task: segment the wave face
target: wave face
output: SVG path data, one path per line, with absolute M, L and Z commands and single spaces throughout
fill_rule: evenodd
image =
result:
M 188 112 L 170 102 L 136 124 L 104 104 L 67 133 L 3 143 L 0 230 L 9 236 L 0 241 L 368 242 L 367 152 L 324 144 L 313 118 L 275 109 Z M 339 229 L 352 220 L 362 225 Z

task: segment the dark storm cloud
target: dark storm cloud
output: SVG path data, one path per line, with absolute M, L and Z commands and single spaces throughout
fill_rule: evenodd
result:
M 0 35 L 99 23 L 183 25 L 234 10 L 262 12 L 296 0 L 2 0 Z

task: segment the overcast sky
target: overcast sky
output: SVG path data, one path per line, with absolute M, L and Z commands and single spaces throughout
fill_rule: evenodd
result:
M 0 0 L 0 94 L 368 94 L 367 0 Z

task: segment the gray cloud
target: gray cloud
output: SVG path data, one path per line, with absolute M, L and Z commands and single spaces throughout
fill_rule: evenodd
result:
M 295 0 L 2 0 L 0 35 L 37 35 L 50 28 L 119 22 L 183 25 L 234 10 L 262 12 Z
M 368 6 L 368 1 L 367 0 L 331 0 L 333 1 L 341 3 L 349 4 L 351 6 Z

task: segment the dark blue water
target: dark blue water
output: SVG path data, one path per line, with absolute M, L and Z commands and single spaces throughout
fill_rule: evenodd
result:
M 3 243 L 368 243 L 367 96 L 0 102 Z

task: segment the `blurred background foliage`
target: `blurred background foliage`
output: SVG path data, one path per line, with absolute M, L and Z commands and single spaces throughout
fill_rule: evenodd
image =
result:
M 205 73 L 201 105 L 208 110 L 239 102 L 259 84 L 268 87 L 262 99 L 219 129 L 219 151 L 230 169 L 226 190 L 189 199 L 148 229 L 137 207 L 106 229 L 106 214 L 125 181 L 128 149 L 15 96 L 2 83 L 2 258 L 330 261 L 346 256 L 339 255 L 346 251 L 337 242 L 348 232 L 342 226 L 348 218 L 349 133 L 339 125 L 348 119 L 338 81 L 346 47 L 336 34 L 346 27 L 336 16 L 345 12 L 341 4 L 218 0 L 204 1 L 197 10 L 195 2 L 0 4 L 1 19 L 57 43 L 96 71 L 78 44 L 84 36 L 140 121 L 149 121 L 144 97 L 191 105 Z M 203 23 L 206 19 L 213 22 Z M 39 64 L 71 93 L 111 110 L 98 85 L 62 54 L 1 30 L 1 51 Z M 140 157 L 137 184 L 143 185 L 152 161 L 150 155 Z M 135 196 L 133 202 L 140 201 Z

▸ EXERCISE
Copy every line of the material from its start through the line containing "M 188 112 L", increasing each path coordinate in the result by 56 and leaving everything else unchanged.

▸ ANSWER BELOW
task: segment the wave face
target: wave face
output: SVG path data, one path per line, with absolute M, L and Z commands and single spaces throughout
fill_rule: evenodd
image =
result:
M 244 168 L 226 158 L 192 180 L 160 160 L 123 189 L 59 199 L 56 286 L 65 292 L 56 297 L 424 298 L 423 208 L 380 200 L 369 174 L 331 165 Z M 395 285 L 408 276 L 418 281 Z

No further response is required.